Please continue the overview of transcription and copyright law, picking up after its final sentence. The listing below it is not part of this.
==== Document segment
Transcription and Copyright Law: What You May Transcribe, Store, and Share
Transcribing someone else's recording is not automatically legal. Copyright law protects spoken speech under certain conditions — and the conditions differ depending on who spoke, where it happened, and what you intend to do with the transcript. Different rules apply to a public lecture, a private meeting, and an archival recording. This overview offers concrete answers for the situations you encounter most frequently.
Note: this article is an informational overview, not legal advice. In specific cases with financial implications, consult a lawyer.
Spoken Word and Copyright — Basic Concepts
When Spoken Speech Is a Protected Work
Copyright law protects works that are a unique result of the author's creative activity. Spoken speech falls under this definition if it meets the threshold of originality — meaning it is not a mere routine communication but carries the speaker's creative imprint.
A lecture, interview, speech, or improvised explanation can therefore be protected without anyone having written anything down. Protection arises at the moment of delivery — it requires neither registration nor written form. By contrast, a sentence like "Sales department, how may I help you?" does not meet the originality threshold and has no copyright protection.
Audio Recording as a Separate Subject of Rights
The situation is complicated by the fact that a recording is protected twice: once as a recording of a copyrighted work (the speech), and again as a sound recording in itself. The maker of the recording — a producer, television station, publisher, or even the person who made the recording — holds neighbouring rights to it for fifty years from creation.
Practical consequence: a historical speech may be copyright-free (the author died more than 70 years ago), but the specific historical recording may have a protected maker, and its transcription and distribution must be handled carefully.
Three concepts that recur in practice: publication (the work was made accessible to the public, which is a condition for some statutory exceptions), author's consent (explicit or implicit — a lecture at a public conference implicitly allows citation), and the distinction between economic and moral rights (economic rights can be transferred; moral rights — the right to authorship — are inalienable).
Specific Scenarios — What You May and May Not Do
Public Lecture or Conference
Without the author's consent, you may: cite in a justified scope for purposes of criticism, review, or academic work; make a transcript for personal use; and transcribe current speeches and lectures for press purposes under applicable statutory exceptions.
What requires consent: commercial distribution of the full transcript, translation and publication as a publication, reproduction of the entire speech as an independent work.
It is always necessary to state the author's name, event name, and date — without this, even an otherwise legal citation is problematic.
Journalistic Interview
Consent to citation is a standard part of a journalistic interview — the scope derives from agreement and journalistic ethics. A transcript for internal editorial needs is unproblematic (personal use). Publishing the full transcript online depends on an explicit or implicit agreement with the respondent. Off-the-record statements may not be transcribed or cited.
Corporate Meeting or Internal Recording
Content created within the scope of employment typically transfers economic rights to the employer — a transcript of an internal meeting for the company's internal needs is therefore fine. Distributing the transcript to third parties requires either employer consent or a contractual basis. Watch out for guests and clients: their contributions in a meeting are not employee works and their consent may be necessary.
========
==== Supplied material
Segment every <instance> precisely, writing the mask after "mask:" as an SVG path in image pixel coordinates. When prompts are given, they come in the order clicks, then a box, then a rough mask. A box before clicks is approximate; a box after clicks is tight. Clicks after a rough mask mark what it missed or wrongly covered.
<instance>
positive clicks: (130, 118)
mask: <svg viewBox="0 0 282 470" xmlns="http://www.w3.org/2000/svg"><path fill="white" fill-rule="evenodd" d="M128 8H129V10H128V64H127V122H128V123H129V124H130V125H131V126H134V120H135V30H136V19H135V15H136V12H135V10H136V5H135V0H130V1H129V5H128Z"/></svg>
========
» Result of the exercise
Archival or Historical Recording
A work in the public domain — meaning a work whose author died more than 70 years ago — may be transcribed without copyright restrictions on the content. But the sound recording may still be protected as a recording (50 years from creation). Archives have special exceptions for preservation and copying without consent — but online publication typically requires consent or an orphan works mechanism.
Educational Material
Educational exceptions allow non-commercial citation in a justified scope. Transcribing your own instructor's lecture into an LMS — fine. Transcribing someone else's lecture and distributing it to students — requires consent or a licence.
Statutory Exceptions — When You Do Not Need Consent
Citation Exception
You may cite in a justified scope for scientific, critical, educational, and informational purposes — provided the work was published, you state the source (author's name, title of work), and the citation scope corresponds to the purpose. "Justified scope" does not mean the full transcript but what is necessary for the given purpose.
Personal Use
A transcript for your own needs (research, study, preparation) is permissible. "Personal use" does not, however, include colleagues at a company or the public — a transcript made for yourself is not a transcript for sharing.
Open Licences (Creative Commons)
An increasing amount of content — especially academic lectures, TED Talks, scientific conferences — is available under Creative Commons licences. CC BY allows transcription and distribution with author attribution; CC BY-NC restricts to non-commercial use; CC BY-ND prohibits derivative works (a transcript with editorial changes could be considered a derivative work). Always verify where and under what licence the work was published.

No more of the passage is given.